— begin RECORDS FOR THE TASK —
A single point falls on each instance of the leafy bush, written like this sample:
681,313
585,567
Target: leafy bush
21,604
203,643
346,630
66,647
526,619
— end RECORDS FOR THE TASK —
STATED PROBLEM: Update these lines so that each "leafy bush" reads "green shrub", keeping every other character as it is.

RESULT FOR THIS EXERCISE:
A single point falls on each instance of the green shrub, written like this sample:
681,313
585,567
Target: green shrub
21,604
203,643
346,630
66,647
526,619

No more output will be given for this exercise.